## DOCUMENT EXCERPT
▼

35. Garfield and Friends: Under the guidance of Mark Evanier, Garfield and Friends brought everything great about the comic strip and added to it. Garfield and Friends worked so well because Mark understood what Garfield was at its core and never strayed from it. Plus Lorenzo Music as Garfield was absolute perfect casting. His mellow and smart allecky tone was a perfect fit for the character. There was also another show in the mix called U.S. Acres, about a group of animal characters running a farm that was equally as good. The characters were strong, the designs were great, and the writing was snappy and funny. Garfield and Friends still remains much more enduring and entertaining than its source material.
34. Duckman: Created by Everett Peck and produced by Klasky Csupo, yes the same people who made Rugrats, Duckman was about the crass, foul-mouth, pornography-obsessed, abrasive, greedy character of Duckman, private dick and family man. Duckman was certainly the most adult thing to come out of Klasky Csupo. It’s jokes were more risqué, it’s visual style was very gritty and non-conformist, and it’s characters were more complex and morally gray. Duckman on its surface looked like another raunchy late-night cartoon, but the show had real heart to it, and the characters, despite being loud and crude, had real vulnerability to them, making them much more relatable. Duckman had great animation and real layers to it, just a great show all around.

▲

## DATA EXCERPTS
▼

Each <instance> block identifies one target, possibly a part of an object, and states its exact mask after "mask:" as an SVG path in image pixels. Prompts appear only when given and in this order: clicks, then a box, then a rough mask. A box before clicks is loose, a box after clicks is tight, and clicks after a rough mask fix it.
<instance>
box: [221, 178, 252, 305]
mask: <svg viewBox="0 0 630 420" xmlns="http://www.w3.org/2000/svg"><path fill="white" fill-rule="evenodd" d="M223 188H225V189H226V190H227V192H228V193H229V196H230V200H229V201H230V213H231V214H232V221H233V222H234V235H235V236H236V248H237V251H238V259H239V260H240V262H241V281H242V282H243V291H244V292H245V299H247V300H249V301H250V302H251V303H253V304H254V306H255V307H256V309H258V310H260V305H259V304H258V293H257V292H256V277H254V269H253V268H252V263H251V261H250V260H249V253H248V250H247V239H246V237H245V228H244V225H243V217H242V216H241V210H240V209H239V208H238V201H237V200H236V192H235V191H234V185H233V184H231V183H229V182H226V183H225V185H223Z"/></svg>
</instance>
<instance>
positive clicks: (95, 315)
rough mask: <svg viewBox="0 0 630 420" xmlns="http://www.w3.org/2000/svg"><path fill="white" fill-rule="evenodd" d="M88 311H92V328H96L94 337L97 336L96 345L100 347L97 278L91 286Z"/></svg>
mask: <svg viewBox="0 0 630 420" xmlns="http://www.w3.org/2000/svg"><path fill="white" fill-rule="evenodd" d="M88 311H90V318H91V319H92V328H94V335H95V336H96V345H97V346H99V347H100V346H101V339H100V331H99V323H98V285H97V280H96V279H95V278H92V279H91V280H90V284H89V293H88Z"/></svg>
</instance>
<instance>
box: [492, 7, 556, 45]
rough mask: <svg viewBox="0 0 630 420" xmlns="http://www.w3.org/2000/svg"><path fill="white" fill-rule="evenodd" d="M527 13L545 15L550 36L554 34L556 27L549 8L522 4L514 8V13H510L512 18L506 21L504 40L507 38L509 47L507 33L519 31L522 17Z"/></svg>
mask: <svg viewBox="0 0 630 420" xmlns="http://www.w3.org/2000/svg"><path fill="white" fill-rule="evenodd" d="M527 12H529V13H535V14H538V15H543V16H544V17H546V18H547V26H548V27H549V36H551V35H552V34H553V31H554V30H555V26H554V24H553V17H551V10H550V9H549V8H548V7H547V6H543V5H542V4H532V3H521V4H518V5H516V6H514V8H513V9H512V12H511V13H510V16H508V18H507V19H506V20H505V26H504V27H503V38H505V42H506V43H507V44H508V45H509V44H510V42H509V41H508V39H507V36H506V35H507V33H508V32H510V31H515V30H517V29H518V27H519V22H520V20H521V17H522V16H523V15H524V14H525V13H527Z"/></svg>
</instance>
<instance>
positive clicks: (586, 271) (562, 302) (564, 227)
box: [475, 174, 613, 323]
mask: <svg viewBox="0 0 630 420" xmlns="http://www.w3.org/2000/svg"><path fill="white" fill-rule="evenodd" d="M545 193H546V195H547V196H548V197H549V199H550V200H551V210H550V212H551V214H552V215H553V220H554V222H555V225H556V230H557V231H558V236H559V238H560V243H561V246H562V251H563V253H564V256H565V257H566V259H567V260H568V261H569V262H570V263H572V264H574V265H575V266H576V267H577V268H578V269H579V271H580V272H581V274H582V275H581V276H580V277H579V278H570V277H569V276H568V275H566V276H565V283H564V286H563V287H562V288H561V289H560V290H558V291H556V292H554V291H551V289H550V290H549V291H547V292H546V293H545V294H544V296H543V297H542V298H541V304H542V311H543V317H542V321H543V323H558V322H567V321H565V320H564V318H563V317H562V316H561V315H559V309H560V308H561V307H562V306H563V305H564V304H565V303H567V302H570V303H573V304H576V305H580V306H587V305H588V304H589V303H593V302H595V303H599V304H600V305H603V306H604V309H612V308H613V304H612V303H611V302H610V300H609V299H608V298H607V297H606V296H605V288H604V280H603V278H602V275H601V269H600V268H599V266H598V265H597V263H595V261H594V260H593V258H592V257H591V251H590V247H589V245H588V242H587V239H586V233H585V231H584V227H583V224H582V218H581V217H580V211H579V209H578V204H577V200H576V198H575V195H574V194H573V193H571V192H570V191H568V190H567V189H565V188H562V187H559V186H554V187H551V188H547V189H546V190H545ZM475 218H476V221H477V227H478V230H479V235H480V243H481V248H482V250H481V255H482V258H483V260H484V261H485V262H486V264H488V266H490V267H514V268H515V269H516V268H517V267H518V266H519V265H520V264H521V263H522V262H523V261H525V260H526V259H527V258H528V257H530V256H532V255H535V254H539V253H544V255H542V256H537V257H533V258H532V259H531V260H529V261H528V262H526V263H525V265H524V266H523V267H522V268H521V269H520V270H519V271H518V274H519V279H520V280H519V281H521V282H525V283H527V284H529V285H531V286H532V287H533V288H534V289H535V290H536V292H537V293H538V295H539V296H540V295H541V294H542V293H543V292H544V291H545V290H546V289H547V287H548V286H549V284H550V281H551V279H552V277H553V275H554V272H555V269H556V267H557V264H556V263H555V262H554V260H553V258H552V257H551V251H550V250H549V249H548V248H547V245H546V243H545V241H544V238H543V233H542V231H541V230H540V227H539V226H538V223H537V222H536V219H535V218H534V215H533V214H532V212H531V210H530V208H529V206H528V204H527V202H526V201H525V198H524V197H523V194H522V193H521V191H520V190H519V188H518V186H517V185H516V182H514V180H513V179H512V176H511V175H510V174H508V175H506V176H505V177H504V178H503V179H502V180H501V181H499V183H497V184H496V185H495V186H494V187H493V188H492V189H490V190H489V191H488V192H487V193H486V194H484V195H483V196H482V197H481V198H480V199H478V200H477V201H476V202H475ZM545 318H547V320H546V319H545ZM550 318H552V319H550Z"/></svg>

▲

## WORK TO BE COMPLETED
In the cartoon rankings above, what other show was part of Garfield and Friends?

## PROBLEM SOLUTION
U.S. Acres, about a group of animal characters running a farm.